# Task item
Output all of the data below without changing a word, and exclude the pictures.

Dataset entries
━━━━
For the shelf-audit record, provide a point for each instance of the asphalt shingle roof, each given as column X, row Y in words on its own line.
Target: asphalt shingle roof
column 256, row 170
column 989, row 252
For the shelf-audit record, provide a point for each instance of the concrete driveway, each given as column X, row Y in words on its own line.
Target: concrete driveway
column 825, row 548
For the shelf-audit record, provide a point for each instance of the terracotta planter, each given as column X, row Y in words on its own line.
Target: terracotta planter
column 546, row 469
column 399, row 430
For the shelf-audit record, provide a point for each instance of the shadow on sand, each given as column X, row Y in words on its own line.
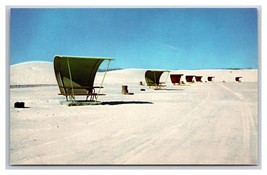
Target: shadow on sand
column 124, row 102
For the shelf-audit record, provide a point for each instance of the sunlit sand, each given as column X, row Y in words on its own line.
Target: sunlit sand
column 202, row 123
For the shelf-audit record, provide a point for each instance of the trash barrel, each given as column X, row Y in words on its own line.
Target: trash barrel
column 124, row 90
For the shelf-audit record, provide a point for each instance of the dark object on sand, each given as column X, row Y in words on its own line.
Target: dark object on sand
column 19, row 105
column 198, row 78
column 210, row 78
column 237, row 79
column 176, row 78
column 124, row 89
column 189, row 78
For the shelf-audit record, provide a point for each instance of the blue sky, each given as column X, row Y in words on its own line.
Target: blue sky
column 154, row 38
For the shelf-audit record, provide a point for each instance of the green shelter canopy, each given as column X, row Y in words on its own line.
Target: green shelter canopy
column 152, row 77
column 76, row 75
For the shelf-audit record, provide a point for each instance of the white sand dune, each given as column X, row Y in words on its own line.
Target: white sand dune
column 200, row 123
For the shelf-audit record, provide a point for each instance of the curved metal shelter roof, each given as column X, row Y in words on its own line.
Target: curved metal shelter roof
column 152, row 77
column 76, row 74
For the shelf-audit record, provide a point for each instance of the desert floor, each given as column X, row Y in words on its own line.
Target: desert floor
column 200, row 123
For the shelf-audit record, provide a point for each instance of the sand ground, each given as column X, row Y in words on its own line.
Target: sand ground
column 201, row 123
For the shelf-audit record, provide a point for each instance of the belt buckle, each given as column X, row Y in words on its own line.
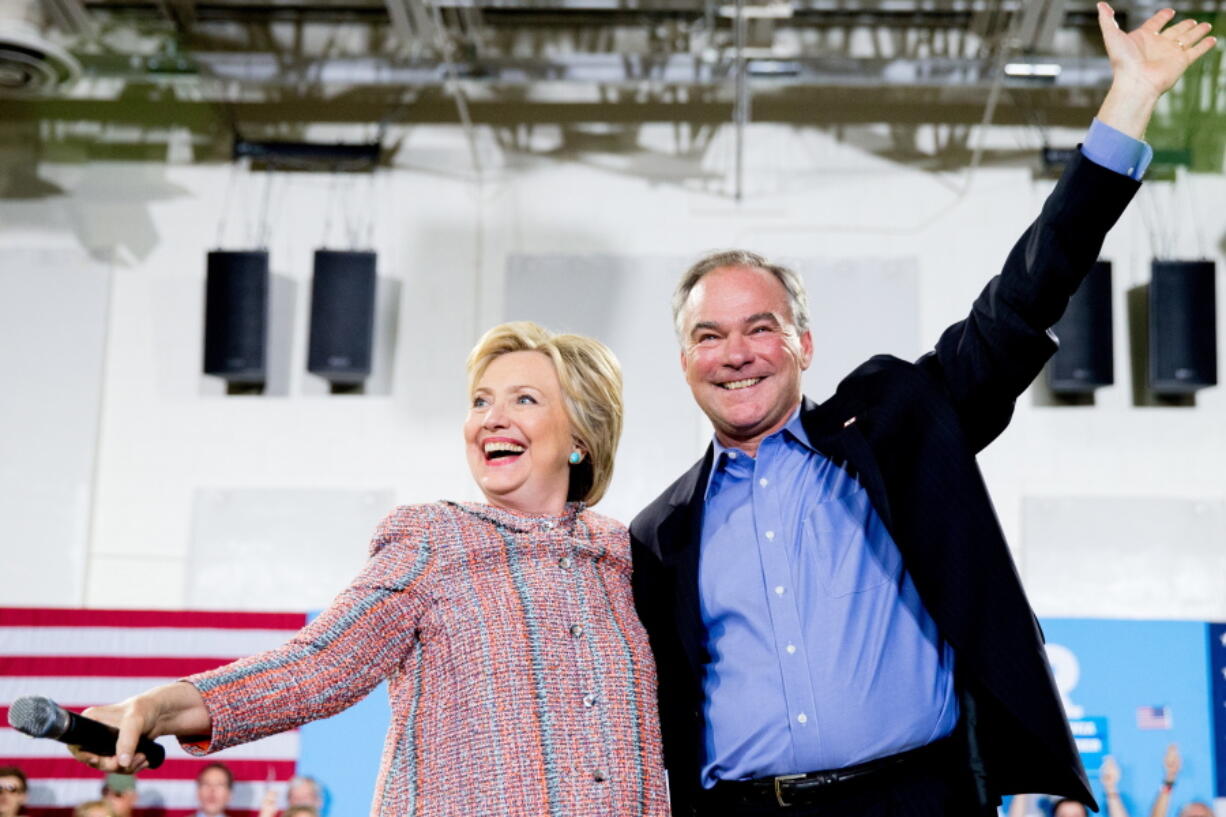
━━━━
# The completed task
For the shelf-audit record, provide a point for each instance of the asphalt shingle roof, each given as column X, row Y in words on its own line.
Target: asphalt shingle roof
column 256, row 170
column 989, row 252
For the shelf-audit record, provide a point for each instance of the concrete driveway, each given as column X, row Y in words on its own line.
Target: concrete driveway
column 825, row 548
For the shelf-audit record, provide a point for each instance of the terracotta planter, each given as column X, row Y in words on its own line.
Target: terracotta planter
column 546, row 469
column 399, row 430
For the shelf-audit record, provide a point for each instance of the shadow on sand, each given as column X, row Y in words on its own line.
Target: shadow on sand
column 124, row 102
For the shelf-audit record, provide a point for each instance of the sunlit sand, each given as column X, row Y in words on its own line.
Target: sunlit sand
column 202, row 123
For the shelf-audit record, provide a point for each instance of the trash barrel, each given as column X, row Y in words on its own line.
Target: trash barrel
column 124, row 90
For the shelf-audit record, provide a point for each instance of the dark object on sand, each given as column X, row Y in words on its own line.
Target: dark object on sand
column 19, row 105
column 198, row 78
column 210, row 78
column 237, row 79
column 176, row 78
column 124, row 89
column 189, row 78
For the shelf-audit record, provide a point for each instance of the blue sky, each given as column X, row Y in words on its own line.
Target: blue sky
column 154, row 38
For the shelf-audit record, provide a point for each instance of the green shelter canopy, each given as column X, row Y in words on its own line.
Target: green shelter canopy
column 152, row 77
column 76, row 75
For the shelf-audit record, provide a point for each instance of the white sand dune, each given as column X, row Y in words on its own line.
Target: white sand dune
column 200, row 123
For the shelf-audit record, provide a point for each instance of the curved metal shelter roof, each given as column X, row Y in words on its own line.
Target: curved metal shelter roof
column 152, row 77
column 76, row 74
For the shelf-audit record, provide a point for each instance of the desert floor, each given as column X, row Y in words on its own line.
Target: desert floor
column 200, row 123
For the shelf-audit record, provide a point for each instance of the sand ground, each given as column X, row Y in words on its own line.
Target: sand ground
column 201, row 123
For the shelf-audit record, provide a point for each instance of the belt buckle, each given as column X, row Y in words on its own line.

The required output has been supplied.